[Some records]
-------

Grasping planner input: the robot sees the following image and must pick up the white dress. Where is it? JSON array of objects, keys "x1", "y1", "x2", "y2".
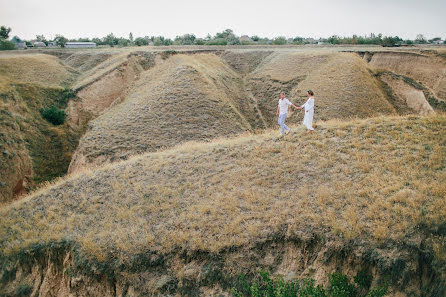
[{"x1": 301, "y1": 97, "x2": 314, "y2": 130}]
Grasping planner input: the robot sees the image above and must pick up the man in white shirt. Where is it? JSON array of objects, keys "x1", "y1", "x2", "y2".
[
  {"x1": 276, "y1": 92, "x2": 298, "y2": 136},
  {"x1": 298, "y1": 90, "x2": 314, "y2": 132}
]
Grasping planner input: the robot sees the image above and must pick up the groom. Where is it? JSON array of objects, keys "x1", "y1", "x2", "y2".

-------

● TO DO
Your task is to return, exactly and on their own, the lines from the one containing "man in white" through the last line of the listing.

● ANSWER BELOW
Grasping planner input: the robot sees the image above and must pick up the man in white shirt. Where is it? JSON array of objects, keys "x1", "y1", "x2", "y2".
[
  {"x1": 276, "y1": 92, "x2": 298, "y2": 136},
  {"x1": 298, "y1": 90, "x2": 314, "y2": 132}
]
Grasping planner input: the robot sees the image above and must pick up the groom. Where is it? JSON array of objects, keys "x1", "y1", "x2", "y2".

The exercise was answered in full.